Passage à lire
Le Quai d’Orsay recourt aux services de grands chefs cuisiniers dans ses ambassades. Quoi de plus naturel que le pays de Rabelais bascule vers la diplomatie des saveurs. Appeler la gastronomie “symbole de l’art de vivre“ au service du lustre du pays est, pour le moins, une recette raffinée.
L’affaire mérite que l’on s’y arrête. L’ambassade de France en Tunisie s’est vue affecter son Chef cuisinier, Carlos Marsal. Il semble que ce soit devenu la règle au Quai d’Orsay de veiller aux fourneaux de ses représentations, à l’étranger. Il est vrai que c’est une fort belle façon de pimenter le décor que de se soucier de mettre les petits plats dans les grands. Il faut bien reconnaître que pousser la diplomatie à faire bonne table avec la gastronomie est une option de bon goût.
A la belle étoile
C’est tout de même une mission goûteuse d’être l’ambassadeur de l’art culinaire français. A sa table, trait d’hospitalité, le dépaysement est garanti. Chacune de ses recettes est une exploration. Il y a quelques années que Carlos MARSAL a troqué l’uniforme de corps d’armée, pour coiffer la “Toque“ et qui sait, les étoiles, un jour. L’homme s’est découvert une vocation de Chef. Il a fait revenir l’idée, longtemps et enfin il a cédé à l’appel des fourneaux.

Données présentées
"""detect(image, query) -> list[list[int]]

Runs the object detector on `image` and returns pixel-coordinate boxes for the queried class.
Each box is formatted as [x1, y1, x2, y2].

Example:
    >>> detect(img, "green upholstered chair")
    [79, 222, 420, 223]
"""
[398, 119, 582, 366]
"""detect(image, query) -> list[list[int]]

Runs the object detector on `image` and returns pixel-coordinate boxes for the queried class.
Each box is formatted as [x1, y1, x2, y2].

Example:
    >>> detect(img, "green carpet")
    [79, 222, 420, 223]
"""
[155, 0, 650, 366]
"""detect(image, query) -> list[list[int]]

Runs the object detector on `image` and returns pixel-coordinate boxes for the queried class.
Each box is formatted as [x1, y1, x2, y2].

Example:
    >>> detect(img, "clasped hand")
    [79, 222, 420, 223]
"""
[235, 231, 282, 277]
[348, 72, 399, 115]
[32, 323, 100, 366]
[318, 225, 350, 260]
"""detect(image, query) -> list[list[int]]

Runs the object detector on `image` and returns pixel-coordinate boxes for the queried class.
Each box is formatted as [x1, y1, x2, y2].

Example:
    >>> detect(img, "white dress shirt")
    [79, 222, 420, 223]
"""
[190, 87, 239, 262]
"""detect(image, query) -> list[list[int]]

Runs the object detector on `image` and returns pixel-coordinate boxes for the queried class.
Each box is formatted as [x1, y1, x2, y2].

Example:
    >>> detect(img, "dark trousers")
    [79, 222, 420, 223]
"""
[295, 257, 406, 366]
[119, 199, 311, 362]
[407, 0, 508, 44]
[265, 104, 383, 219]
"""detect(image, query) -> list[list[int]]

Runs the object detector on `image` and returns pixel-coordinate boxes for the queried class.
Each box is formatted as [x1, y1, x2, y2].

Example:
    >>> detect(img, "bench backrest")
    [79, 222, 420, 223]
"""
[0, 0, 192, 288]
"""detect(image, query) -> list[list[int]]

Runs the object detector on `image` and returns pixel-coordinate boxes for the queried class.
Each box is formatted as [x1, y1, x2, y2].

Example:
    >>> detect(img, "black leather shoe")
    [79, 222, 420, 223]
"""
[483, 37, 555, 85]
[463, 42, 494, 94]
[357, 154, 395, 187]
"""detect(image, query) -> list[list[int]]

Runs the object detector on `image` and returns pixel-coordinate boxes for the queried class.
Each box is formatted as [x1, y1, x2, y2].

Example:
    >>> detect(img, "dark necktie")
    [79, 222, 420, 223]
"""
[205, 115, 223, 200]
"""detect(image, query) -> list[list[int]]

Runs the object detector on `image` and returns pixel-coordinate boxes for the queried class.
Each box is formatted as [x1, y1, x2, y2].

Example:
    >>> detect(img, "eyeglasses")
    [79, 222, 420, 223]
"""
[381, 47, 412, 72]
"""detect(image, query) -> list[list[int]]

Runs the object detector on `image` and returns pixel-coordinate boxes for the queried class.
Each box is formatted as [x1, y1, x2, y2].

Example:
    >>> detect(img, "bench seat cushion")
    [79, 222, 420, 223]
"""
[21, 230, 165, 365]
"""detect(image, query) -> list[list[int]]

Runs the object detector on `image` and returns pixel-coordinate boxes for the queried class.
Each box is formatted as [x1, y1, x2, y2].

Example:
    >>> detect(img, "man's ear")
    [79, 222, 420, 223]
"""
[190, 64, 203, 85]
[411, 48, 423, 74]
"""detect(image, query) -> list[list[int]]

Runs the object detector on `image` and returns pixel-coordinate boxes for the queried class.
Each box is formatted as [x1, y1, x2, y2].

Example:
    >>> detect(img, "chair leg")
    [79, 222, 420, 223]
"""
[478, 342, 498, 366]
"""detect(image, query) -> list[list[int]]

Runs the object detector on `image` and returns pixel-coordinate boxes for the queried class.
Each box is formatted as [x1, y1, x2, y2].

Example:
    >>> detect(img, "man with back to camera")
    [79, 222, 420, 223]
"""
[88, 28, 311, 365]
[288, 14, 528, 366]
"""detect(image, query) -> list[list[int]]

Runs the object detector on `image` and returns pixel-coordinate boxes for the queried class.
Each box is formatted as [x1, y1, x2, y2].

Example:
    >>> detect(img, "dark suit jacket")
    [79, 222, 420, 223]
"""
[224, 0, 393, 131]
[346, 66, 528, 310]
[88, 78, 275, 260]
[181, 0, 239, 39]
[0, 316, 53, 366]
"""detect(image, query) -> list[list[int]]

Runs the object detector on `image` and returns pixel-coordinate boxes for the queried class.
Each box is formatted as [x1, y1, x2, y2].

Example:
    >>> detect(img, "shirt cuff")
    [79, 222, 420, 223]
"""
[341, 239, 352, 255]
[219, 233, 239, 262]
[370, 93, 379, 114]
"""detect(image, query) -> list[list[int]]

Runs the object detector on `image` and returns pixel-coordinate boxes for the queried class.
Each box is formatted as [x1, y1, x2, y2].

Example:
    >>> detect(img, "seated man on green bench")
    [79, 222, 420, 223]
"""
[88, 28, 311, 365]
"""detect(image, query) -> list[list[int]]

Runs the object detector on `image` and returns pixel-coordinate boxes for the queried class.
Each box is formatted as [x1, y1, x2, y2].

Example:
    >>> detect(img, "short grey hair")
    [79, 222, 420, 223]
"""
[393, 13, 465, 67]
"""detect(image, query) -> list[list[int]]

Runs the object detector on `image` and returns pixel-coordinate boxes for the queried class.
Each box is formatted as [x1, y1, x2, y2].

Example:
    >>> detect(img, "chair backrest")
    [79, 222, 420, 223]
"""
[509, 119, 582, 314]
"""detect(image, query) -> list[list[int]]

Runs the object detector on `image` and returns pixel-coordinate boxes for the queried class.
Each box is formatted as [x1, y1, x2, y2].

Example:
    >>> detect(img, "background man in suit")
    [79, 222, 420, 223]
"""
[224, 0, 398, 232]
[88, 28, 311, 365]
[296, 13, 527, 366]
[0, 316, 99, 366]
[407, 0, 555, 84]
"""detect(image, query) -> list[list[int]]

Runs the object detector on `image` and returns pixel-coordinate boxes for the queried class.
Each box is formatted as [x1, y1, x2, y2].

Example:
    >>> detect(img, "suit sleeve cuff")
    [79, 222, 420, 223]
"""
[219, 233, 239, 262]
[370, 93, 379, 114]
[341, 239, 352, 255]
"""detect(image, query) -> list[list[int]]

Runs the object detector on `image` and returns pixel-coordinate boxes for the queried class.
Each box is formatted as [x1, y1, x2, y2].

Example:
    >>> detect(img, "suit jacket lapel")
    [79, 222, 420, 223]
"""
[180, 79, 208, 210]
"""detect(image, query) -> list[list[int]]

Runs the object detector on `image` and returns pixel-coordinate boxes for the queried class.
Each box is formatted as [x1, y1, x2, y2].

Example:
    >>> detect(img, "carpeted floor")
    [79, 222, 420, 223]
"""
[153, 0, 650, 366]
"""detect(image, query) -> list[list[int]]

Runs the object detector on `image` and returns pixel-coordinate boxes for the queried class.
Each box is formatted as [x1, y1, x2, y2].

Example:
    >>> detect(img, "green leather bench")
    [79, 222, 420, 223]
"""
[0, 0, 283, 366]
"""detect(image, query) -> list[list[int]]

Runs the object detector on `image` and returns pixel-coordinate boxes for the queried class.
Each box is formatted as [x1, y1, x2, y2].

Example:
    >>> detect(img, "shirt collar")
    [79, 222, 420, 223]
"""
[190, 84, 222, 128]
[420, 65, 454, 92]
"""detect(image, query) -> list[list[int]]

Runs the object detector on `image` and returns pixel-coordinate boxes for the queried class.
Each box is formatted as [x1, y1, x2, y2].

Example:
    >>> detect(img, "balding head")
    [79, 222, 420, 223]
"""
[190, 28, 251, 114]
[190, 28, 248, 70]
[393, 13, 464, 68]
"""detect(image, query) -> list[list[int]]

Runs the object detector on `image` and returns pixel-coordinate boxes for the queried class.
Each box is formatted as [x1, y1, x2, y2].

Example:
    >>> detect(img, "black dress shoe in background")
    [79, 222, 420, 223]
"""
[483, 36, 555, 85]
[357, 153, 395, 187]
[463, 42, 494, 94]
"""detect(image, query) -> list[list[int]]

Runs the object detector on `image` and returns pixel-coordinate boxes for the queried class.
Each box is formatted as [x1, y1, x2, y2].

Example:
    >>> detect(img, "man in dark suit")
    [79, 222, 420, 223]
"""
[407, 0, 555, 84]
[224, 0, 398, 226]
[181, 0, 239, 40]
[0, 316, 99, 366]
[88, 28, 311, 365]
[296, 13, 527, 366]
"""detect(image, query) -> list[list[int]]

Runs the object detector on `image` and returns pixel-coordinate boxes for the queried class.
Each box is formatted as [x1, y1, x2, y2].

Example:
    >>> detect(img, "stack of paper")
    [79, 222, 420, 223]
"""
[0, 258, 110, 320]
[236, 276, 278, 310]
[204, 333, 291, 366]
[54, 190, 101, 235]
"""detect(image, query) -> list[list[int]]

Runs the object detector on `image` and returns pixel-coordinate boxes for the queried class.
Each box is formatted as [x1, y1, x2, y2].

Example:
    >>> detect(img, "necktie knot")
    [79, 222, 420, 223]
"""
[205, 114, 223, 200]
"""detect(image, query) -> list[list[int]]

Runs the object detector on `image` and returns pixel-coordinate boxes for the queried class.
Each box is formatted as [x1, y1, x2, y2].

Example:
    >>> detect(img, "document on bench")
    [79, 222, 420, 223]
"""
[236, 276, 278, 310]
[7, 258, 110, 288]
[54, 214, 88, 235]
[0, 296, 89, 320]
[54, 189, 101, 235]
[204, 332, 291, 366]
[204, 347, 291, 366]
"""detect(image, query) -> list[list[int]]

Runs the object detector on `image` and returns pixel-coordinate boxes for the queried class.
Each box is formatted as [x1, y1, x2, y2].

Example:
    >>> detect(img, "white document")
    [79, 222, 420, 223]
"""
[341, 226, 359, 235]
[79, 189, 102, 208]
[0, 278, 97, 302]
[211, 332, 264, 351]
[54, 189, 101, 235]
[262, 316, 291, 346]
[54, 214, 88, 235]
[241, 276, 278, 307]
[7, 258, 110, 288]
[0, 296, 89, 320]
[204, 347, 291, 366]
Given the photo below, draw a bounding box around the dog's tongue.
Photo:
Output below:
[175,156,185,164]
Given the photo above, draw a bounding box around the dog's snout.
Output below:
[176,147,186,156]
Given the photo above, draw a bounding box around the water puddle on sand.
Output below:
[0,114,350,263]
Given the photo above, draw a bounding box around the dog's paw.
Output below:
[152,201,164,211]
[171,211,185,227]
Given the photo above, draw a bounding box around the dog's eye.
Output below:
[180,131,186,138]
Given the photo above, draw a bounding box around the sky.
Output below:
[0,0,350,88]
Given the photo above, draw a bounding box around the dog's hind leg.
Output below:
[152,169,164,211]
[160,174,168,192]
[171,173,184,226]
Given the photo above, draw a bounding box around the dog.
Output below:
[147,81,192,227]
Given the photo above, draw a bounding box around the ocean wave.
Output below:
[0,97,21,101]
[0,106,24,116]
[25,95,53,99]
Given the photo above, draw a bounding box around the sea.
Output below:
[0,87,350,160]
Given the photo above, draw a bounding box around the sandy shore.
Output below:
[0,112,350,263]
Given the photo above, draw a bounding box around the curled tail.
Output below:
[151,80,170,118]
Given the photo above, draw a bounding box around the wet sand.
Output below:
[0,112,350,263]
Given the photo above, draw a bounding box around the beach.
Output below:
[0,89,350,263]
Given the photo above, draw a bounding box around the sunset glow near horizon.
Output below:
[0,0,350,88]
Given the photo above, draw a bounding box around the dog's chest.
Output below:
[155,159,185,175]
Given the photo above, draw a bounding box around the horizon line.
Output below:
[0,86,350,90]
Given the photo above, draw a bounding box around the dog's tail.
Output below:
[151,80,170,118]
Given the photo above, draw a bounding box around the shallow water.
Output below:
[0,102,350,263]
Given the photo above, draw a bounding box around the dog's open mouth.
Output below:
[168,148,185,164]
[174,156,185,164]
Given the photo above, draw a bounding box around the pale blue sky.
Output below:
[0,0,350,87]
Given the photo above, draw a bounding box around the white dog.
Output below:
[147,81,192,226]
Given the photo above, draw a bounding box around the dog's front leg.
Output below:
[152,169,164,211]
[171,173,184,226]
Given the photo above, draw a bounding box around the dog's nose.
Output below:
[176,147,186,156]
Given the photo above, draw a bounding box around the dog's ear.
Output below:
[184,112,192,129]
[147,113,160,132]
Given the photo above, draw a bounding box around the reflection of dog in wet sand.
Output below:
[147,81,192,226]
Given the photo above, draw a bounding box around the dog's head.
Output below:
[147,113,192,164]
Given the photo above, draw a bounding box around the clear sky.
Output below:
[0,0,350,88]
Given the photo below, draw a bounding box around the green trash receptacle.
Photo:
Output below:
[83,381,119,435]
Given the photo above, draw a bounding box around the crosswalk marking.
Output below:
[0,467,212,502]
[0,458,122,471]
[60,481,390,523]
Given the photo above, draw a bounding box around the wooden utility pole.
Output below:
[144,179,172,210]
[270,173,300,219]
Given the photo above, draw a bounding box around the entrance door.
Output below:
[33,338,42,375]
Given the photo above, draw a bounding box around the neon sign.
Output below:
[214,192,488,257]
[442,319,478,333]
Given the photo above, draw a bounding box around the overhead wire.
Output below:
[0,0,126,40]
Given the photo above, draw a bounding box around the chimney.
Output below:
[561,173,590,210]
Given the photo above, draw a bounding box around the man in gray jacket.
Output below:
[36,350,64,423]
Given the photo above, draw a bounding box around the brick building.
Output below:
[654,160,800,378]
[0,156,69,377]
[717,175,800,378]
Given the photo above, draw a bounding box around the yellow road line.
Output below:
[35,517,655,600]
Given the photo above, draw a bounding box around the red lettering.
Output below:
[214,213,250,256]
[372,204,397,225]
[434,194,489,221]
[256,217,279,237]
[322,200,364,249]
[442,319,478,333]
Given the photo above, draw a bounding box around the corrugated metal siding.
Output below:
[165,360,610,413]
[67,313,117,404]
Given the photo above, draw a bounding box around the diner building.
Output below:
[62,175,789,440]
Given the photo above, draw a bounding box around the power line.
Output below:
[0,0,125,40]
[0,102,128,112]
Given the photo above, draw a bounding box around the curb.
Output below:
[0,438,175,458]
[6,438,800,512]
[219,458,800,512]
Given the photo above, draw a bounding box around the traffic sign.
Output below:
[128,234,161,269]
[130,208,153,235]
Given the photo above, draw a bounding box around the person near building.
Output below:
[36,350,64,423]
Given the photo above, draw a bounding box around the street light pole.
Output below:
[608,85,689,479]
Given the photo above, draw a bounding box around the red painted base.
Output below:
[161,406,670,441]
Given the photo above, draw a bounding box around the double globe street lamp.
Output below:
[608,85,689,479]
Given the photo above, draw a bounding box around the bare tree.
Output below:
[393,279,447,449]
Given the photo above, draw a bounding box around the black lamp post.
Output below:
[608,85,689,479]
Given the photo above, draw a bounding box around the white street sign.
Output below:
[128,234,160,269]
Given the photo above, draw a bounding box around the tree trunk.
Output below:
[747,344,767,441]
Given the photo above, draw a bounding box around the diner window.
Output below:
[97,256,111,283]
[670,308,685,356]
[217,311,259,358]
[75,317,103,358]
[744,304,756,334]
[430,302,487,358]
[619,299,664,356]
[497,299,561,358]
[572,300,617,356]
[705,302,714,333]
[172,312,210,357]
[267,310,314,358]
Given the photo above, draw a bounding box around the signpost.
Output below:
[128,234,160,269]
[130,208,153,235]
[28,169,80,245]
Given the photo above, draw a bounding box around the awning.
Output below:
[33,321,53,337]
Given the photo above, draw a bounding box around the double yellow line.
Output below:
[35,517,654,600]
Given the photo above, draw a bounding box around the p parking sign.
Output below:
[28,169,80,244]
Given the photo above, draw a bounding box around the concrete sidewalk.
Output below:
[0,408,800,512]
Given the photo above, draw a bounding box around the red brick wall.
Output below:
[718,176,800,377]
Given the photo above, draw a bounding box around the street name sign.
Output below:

Questions
1: Pour chaque affirmation ci-dessous, indiquez par oui ou par non si elle concorde avec le passage à lire, puis citez mot pour mot les termes du passage qui permettent de trancher.
(a) Carlos Marsal a été affecté comme chef cuisinier à l'ambassade de France en Tunisie.
(b) Carlos Marsal a déjà obtenu des étoiles.
(c) Avant de devenir chef, Carlos Marsal portait l'uniforme d'un corps d'armée.
2: Reprenez sans rien changer tout ce qui, dans le passage à lire, va de « Le Quai d’Orsay » jusqu'à « une recette raffinée. ».

Exercices corrigés
1:
(a) Oui : « L’ambassade de France en Tunisie s’est vue affecter son Chef cuisinier, Carlos Marsal. »
(b) Non : « et qui sait, les étoiles, un jour »
(c) Oui : « Carlos MARSAL a troqué l’uniforme de corps d’armée »

2:
Le Quai d’Orsay recourt aux services de grands chefs cuisiniers dans ses ambassades. Quoi de plus naturel que le pays de Rabelais bascule vers la diplomatie des saveurs. Appeler la gastronomie “symbole de l’art de vivre“ au service du lustre du pays est, pour le moins, une recette raffinée.